:: REQUIREMENT 1 ::
In the records, copy the lines word for word, starting with the line that contains "Tag every instance of the white fur trim on jacket" and going on through the line that contains "pixel 481 353".

:: PAGE EXCERPT ::
☆ ☆ ☆ ☆ ☆ ☆ ☆
Question

Friends, is this right?
Simplify the quantities in Exercise using
m(z) = z^2.
1) m(z+h)-m(z-h)
(z^2+h)-(z^2-h)
=0

Answer 1

m(z+h)-m(z-h)
\[(z^2+h)-(z^2-h) = 0\]

Answer 2

\(m(z) = z^2\)

\(m(z + h) - m(z - h)\)

\(= (z + h)^2 - (z - h)^2\)

\(= z^2 + 2hz + h^2 - z^2 + 2hz - h^2\)

\(= 4hz\)

Answer 3

@mathstudent55 How did we get the square root outside the brackets? I appreciate your help.

Answer 4

In this problem, there are no square roots.
there is an exponent of 2.

Answer 5

oh sorry, exponent :)))

Answer 6

This is how I interpreted this problem.
The line m(z) = z^2 means function m of variable z is defined as z^2.

Answer 7

Then you are asked to do m(z + h) - m(z - h)
This means evaluate function m at z + h, and subtract from it function m evaluated at z - h.

Answer 8

Since function m(z) equals z^2, then function m(z) evaluated at z + h means to replace z with z + h.
You get:
m(z) = z^2
m(z + h) = (z + h)^2

Similarly, you must evaluate function m(z) at z - h, so replace z with z - h.
☆ ☆ ☆ ☆ ☆ ☆ ☆
:: REQUIREMENT 2 ::
Pick up the forum thread on simplifying m(z + h) - m(z - h) right after its last line and keep it going.

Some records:
☆ ☆ ☆ ☆ ☆ ☆ ☆
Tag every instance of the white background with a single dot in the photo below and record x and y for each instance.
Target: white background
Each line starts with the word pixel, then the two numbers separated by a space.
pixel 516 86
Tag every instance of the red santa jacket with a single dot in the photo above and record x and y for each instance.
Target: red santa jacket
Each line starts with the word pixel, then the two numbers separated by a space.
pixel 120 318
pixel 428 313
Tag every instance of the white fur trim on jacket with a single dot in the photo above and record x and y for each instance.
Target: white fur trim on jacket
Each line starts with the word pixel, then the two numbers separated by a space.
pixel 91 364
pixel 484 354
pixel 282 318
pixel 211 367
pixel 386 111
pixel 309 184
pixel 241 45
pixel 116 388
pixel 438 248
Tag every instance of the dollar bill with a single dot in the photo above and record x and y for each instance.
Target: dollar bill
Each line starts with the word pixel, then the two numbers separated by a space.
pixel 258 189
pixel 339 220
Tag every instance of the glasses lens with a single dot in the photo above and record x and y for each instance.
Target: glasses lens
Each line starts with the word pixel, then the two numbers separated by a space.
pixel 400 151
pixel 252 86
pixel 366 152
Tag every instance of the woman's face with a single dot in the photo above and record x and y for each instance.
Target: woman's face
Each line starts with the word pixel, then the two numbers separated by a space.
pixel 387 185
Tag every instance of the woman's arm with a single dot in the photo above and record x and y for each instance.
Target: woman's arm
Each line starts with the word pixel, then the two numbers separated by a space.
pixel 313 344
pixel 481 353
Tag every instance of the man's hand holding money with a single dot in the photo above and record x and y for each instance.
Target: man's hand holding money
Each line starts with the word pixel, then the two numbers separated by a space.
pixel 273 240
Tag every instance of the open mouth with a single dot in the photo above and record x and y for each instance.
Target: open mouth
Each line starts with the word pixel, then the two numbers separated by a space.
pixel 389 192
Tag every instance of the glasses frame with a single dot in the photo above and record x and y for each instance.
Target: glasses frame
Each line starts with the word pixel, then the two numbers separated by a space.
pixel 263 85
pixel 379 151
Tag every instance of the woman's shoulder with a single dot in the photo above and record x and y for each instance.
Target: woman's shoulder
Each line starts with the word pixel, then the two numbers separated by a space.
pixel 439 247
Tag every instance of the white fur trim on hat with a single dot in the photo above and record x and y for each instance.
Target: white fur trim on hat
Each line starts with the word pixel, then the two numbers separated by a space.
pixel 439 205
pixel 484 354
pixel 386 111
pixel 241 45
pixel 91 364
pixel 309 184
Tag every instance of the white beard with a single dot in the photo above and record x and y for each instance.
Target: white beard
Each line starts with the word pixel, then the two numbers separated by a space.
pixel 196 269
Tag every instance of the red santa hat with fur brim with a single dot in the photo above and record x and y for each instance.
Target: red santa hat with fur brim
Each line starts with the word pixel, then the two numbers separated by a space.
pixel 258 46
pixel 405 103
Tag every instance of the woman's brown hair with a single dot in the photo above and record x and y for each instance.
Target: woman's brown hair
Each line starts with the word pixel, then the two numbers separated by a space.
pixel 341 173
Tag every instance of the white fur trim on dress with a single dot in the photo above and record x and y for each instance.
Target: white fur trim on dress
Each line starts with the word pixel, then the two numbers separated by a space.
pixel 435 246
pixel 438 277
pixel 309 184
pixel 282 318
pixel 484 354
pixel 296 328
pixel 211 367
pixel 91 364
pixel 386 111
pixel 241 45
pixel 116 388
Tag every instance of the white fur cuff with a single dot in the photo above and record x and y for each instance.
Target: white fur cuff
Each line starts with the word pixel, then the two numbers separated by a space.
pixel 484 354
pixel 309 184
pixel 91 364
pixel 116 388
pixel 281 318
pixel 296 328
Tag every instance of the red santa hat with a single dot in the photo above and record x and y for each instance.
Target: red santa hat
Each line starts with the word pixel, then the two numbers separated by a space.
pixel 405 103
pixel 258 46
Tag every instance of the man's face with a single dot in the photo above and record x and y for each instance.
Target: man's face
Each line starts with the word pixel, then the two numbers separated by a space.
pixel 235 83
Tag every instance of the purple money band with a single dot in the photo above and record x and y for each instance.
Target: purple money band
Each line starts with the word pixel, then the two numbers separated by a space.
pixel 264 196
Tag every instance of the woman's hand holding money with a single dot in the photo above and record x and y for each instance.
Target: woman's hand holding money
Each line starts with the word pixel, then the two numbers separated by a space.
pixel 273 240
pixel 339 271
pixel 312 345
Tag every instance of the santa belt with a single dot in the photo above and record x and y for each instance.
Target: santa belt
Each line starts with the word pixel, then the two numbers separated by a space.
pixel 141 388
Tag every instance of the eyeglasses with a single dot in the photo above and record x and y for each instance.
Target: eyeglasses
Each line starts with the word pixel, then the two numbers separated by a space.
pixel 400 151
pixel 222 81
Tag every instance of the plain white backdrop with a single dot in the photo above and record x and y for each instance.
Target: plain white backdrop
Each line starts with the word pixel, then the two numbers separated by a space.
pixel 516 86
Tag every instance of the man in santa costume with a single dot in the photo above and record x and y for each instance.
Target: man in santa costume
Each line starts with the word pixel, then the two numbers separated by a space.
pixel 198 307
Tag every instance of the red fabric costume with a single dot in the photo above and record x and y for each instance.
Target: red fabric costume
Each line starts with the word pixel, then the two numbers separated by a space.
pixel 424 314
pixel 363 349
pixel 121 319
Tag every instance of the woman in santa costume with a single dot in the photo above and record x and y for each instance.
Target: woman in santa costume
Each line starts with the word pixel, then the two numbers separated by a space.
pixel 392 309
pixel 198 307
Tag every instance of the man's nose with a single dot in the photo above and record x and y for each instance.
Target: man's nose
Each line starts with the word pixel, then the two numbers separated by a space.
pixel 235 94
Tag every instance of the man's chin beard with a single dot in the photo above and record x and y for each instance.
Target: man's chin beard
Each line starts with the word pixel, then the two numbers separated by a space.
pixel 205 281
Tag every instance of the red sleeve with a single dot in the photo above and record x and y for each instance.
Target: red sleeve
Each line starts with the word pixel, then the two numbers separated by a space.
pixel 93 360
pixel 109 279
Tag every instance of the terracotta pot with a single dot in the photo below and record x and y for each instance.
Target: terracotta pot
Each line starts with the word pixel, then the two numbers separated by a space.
☆ ☆ ☆ ☆ ☆ ☆ ☆
:: RIGHT ANSWER 1 ::
Tag every instance of the white fur trim on jacket with a single dot in the photo above and record x and y for each instance.
Target: white fur trim on jacket
Each line starts with the word pixel, then the two numbers separated by a space.
pixel 91 364
pixel 484 354
pixel 282 318
pixel 211 367
pixel 386 111
pixel 309 184
pixel 241 45
pixel 116 388
pixel 438 248
Tag every instance of the dollar bill with a single dot in the photo above and record x and y for each instance.
Target: dollar bill
Each line starts with the word pixel, then the two numbers separated by a space.
pixel 258 189
pixel 339 220
Tag every instance of the glasses lens with a single dot in the photo above and record x and y for each instance.
Target: glasses lens
Each line starts with the word pixel, then the two numbers separated by a space.
pixel 400 151
pixel 252 86
pixel 366 152
Tag every instance of the woman's face with a single dot in the photo above and record x and y for each instance.
Target: woman's face
Each line starts with the word pixel, then the two numbers separated by a space.
pixel 387 185
Tag every instance of the woman's arm with a single dot in the photo above and record x and y for each instance.
Target: woman's arm
Each line starts with the word pixel, then the two numbers separated by a space.
pixel 313 344
pixel 481 353

:: RIGHT ANSWER 2 ::
You get:
m(z) = z^2
m(z - h) = (z - h)^2

This means that
m(z + h) - m(z - h) = (z + h)^2 - (z - h)^2

Now you need to square the binomials z + h and z - h, and do the subtraction.

(z + h)^2 - (z - h)^2 =

= z^2 + 2hz + h^2 - (z^2 - 2hz + h^2)

= z^2 + 2hz + h^2 - z^2 + 2hz - h^2

= 4hz

Answer 9

Sometimes color helps if you're finding this too confusing c:\[\large\rm m(\color{orangered}{z})=(\color{orangered}{z})^2\]So then,\[\large\rm m(\color{orangered}{z+h})=(\color{orangered}{z+h})^2\]

Answer 10

Just trying to further explain why the square is on the outside c:

Answer 11

do you have an m(h) ?

Answer 12

m(z+h) = (z+h)² = z² + 2zh + h²
m(z-h) = (z-h)² = z² - 2zh + h²

m(z+h) - m(z-h) = z² + 2zh + h² - (z² - 2zh + h²)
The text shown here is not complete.